>> begin Extracted text

Filed pursuant to Rule 433
Issuer Free Writing Prospectus, dated May 8, 2024
Supplementing the Preliminary Prospectus Supplement, dated May 8, 2024
Registration No. 333-274956
333-274956-01
$750,000,000
OneMain Finance Corporation
7.500% Senior Notes due 2031
This pricing supplement (this “Pricing Supplement”) is qualified in its entirety by reference to the preliminary prospectus supplement dated May 8, 2024 (the “Preliminary Prospectus Supplement”).
The information in this Pricing Supplement supplements the Preliminary Prospectus Supplement and supersedes the information in the Preliminary Prospectus Supplement to the
extent inconsistent with the information in the Preliminary Prospectus Supplement. Terms used but not defined herein shall have the meanings assigned to them in the Preliminary Prospectus Supplement.

>> end Extracted text

> _Stated goal a_
Pull out each line of the records in which the word "black" appears.
The pricing supplement and the records are unrelated to each other.

>> begin Rows

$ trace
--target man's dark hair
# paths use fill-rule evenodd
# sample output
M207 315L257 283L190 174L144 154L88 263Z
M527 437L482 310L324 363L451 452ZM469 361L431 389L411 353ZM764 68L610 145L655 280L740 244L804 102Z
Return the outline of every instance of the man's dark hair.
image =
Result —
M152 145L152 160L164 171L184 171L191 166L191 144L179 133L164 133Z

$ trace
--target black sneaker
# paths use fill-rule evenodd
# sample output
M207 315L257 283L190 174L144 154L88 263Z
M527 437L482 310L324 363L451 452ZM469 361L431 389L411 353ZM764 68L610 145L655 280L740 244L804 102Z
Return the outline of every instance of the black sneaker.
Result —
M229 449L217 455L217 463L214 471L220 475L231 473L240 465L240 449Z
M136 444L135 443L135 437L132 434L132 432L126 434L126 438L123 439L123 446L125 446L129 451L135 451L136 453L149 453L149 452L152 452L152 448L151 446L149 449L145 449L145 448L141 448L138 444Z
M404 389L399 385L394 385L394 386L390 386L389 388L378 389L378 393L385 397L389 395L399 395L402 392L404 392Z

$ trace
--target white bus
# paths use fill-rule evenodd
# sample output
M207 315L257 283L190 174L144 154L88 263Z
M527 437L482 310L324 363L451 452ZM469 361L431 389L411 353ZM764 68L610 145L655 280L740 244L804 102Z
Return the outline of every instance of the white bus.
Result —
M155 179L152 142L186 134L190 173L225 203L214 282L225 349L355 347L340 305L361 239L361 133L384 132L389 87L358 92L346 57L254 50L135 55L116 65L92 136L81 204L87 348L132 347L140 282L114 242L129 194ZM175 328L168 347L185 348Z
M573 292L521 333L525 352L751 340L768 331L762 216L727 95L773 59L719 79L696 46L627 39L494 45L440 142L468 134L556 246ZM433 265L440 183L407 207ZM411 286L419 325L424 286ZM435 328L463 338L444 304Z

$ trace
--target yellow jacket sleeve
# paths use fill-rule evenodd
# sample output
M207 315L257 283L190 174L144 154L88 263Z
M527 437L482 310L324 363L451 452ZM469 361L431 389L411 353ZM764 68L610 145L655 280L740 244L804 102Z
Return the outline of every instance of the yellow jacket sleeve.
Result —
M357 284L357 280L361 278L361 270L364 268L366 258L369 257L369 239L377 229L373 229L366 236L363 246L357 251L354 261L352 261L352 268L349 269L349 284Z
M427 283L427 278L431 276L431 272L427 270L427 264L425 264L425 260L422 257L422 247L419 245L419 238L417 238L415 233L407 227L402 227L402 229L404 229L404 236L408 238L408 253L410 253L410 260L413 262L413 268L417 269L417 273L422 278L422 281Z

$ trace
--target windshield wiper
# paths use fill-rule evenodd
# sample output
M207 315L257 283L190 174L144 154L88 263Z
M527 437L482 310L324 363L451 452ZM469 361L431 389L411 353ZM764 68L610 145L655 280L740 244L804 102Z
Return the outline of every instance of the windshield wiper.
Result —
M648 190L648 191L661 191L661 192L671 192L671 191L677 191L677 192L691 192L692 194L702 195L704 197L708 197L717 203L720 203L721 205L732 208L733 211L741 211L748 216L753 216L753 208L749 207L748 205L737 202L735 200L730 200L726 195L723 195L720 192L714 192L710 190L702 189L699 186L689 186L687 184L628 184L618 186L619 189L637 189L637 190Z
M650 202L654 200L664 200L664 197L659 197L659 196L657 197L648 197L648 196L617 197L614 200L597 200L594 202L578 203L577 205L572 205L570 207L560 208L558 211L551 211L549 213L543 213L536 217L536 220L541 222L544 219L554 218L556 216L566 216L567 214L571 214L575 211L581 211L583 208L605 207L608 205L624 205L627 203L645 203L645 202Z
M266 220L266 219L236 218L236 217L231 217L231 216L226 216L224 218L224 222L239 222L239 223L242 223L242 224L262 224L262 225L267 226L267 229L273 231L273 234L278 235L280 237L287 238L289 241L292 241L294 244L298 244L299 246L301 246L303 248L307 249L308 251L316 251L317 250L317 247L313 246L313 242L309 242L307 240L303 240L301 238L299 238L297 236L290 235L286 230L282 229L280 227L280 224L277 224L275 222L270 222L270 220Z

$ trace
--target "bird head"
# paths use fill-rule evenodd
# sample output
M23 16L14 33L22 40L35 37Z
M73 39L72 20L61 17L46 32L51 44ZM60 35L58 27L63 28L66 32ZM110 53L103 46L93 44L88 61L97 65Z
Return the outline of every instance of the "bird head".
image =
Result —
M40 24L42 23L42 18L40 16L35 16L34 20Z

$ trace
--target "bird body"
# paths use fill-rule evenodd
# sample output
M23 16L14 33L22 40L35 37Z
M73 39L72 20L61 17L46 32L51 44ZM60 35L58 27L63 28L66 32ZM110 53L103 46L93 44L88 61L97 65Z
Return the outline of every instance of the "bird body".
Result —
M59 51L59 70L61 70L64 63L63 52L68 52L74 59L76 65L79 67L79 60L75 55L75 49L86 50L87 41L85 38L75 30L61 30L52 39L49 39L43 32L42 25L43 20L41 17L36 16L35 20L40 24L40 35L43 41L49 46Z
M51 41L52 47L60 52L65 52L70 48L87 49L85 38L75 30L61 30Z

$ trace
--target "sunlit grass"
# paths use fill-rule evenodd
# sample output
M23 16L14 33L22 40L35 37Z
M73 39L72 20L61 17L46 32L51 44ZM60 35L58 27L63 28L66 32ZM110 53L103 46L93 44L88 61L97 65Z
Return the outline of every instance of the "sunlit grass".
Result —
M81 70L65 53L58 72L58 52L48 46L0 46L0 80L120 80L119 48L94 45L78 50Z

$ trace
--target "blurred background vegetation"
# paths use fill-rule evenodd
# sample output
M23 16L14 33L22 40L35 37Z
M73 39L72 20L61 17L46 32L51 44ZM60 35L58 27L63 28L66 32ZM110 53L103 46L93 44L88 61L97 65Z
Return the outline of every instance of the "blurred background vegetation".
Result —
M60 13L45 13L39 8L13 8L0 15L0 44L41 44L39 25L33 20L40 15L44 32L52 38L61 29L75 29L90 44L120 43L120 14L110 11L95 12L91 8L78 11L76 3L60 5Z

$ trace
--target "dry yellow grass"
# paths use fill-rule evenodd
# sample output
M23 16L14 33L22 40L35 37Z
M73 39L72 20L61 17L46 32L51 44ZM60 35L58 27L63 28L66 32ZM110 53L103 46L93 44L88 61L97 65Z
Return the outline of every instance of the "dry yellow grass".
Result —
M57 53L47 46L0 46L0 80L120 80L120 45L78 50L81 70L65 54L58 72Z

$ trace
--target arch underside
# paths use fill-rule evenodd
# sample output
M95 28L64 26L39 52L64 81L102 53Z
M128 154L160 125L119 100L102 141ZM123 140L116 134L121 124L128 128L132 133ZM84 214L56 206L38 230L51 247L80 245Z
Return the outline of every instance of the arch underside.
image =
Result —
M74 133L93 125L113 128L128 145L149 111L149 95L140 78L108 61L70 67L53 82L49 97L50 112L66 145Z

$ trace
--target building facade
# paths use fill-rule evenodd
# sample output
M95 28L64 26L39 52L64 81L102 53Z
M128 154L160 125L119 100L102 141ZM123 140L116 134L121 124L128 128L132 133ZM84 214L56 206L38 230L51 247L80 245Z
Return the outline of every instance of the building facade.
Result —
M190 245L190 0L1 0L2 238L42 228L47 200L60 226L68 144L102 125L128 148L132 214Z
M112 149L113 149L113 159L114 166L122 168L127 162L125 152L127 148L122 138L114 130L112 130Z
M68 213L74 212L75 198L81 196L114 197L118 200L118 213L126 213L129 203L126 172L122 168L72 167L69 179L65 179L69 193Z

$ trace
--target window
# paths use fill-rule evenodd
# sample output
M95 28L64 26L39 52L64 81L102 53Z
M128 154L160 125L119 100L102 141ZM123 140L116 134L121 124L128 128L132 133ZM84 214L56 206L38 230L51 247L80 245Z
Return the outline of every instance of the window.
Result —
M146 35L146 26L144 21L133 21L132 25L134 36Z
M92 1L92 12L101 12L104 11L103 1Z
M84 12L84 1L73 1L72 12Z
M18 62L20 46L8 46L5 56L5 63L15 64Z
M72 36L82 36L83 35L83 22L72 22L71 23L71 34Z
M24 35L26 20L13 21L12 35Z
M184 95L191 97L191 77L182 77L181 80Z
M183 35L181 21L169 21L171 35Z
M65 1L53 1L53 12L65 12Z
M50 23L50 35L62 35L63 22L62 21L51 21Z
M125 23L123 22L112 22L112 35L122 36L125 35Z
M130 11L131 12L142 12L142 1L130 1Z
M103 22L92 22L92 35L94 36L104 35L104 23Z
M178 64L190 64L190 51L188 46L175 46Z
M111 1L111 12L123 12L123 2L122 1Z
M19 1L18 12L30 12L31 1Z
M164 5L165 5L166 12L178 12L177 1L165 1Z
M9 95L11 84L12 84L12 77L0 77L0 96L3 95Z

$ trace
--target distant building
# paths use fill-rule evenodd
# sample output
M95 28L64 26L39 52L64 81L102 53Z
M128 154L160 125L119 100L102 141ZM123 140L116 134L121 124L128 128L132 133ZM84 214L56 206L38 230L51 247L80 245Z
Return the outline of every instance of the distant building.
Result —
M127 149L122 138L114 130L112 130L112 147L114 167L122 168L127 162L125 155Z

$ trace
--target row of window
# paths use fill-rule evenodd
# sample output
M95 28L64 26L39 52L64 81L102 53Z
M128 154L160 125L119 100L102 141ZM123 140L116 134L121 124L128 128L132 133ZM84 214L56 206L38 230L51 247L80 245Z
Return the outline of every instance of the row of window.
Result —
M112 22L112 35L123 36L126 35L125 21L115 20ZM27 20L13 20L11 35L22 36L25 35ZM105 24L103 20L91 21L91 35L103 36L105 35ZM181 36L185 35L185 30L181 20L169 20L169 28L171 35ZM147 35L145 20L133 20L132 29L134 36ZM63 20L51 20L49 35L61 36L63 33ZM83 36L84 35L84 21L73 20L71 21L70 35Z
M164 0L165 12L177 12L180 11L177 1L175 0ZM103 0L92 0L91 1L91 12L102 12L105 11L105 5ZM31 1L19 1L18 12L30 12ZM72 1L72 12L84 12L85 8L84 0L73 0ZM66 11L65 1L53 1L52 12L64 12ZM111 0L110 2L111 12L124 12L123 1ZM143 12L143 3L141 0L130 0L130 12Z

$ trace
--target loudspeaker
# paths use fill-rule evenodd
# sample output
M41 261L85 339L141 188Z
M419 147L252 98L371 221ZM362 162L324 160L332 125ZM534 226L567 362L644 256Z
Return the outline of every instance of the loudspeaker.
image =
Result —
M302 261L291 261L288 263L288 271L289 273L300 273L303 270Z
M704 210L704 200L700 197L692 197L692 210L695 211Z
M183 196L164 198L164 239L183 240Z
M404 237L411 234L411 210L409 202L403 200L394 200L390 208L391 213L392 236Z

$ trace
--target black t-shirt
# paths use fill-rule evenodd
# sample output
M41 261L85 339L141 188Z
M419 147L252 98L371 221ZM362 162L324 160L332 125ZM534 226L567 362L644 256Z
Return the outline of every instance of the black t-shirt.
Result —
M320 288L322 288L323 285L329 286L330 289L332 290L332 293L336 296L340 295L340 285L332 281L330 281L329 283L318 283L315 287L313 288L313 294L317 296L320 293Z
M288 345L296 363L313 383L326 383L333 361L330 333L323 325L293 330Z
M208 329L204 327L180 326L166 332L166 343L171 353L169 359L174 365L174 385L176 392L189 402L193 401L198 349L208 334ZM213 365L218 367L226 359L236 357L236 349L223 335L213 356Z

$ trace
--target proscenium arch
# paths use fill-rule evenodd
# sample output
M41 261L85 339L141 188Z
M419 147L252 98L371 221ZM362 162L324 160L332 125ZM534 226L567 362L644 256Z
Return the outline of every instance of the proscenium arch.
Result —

>> end Rows

> _Stated goal b_
In the pricing supplement, list every heading line that comes before the paragraph beginning "This pricing supplement".

> _Finished answer a_
--target black sneaker
Return the outline of every instance of the black sneaker.
--target black t-shirt
Return the outline of every instance of the black t-shirt.

> _Finished answer b_
- Filed pursuant to Rule 433
- Issuer Free Writing Prospectus, dated May 8, 2024
- Supplementing the Preliminary Prospectus Supplement, dated May 8, 2024
- Registration No. 333-274956
- 333-274956-01
- $750,000,000
- OneMain Finance Corporation
- 7.500% Senior Notes due 2031